§ Written task
Copy the listing from the line containing "of the neck" through the end, swapping "field log" for "survey record" and leaving everything else unchanged.

# start of Data extract

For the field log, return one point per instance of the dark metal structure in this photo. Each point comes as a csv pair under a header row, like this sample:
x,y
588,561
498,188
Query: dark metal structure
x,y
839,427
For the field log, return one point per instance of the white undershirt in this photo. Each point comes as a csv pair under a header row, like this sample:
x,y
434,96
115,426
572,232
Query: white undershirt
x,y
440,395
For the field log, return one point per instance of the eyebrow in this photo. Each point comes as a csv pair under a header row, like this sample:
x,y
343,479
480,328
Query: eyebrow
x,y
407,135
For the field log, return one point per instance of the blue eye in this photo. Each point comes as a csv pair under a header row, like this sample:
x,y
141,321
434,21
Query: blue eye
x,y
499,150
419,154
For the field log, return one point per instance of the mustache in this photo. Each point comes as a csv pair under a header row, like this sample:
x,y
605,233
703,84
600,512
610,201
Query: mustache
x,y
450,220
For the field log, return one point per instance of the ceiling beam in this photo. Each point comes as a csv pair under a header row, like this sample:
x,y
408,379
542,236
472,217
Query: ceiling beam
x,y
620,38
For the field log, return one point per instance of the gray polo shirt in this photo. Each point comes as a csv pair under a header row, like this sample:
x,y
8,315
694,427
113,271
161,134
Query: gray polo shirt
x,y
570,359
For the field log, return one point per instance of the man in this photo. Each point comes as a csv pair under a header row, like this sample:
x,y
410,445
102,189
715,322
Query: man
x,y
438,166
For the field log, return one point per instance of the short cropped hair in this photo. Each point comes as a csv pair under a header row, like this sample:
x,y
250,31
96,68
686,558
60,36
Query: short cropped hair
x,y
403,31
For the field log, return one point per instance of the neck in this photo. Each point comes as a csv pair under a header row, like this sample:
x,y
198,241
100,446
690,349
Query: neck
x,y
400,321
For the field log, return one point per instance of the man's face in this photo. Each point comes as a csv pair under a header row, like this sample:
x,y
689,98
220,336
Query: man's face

# end of Data extract

§ Exercise result
For the survey record, return one point per instance of the neck in this photo. Each point comes as a csv pair under a header row, like this sample:
x,y
198,241
100,446
690,349
Query: neck
x,y
400,321
For the survey record, return one point per instance of the man's face in this photo. Each point comes as a csv pair under a header row, like this sample:
x,y
689,98
220,336
Query: man's face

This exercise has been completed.